→ **Work required**
Copy every line of the records below word for word, leaving out the pictures.
— start Raw records —
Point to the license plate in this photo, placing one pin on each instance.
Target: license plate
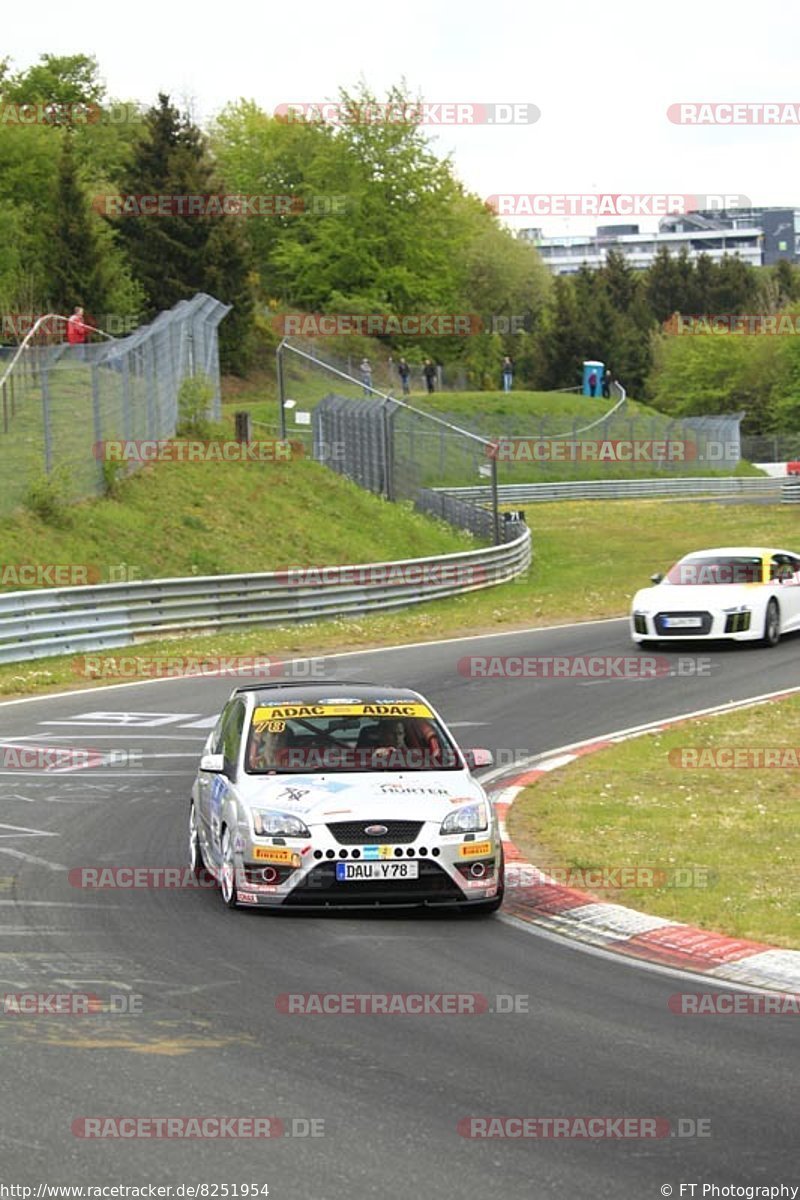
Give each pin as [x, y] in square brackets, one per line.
[355, 873]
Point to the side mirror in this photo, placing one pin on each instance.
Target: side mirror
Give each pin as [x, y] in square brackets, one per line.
[215, 763]
[477, 759]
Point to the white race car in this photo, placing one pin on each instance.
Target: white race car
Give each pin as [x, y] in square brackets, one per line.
[342, 795]
[743, 593]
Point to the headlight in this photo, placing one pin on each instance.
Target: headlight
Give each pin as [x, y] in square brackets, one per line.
[276, 825]
[469, 819]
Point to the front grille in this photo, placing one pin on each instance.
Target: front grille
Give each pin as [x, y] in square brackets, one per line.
[352, 833]
[737, 622]
[320, 887]
[683, 630]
— end Raw records —
→ **Finished exercise**
Point to the license plate in this photo, placing one pin on each instance.
Target: license plate
Give each pin as [x, y] in square brackets, one per line.
[355, 873]
Point to the side mirror in this photo, placing one pin on each instance.
Target: side mirror
Give each pin as [x, y] in square brackets, one per line.
[215, 763]
[477, 759]
Point to the white race car in this photo, placing one pin on each instance.
Target: white race car
Give each pin as [x, y] in square brackets, one per line.
[342, 795]
[743, 593]
Point to the headlight in this photo, placing one pin on each instance.
Target: headlight
Give each pin as [x, y] in square brackets, one per line.
[276, 825]
[469, 819]
Point to the front grille in this photo, placing one pin on each instance.
Target: front grille
Give each pin as [x, y] in square brackets, one per line.
[352, 833]
[737, 622]
[320, 887]
[683, 630]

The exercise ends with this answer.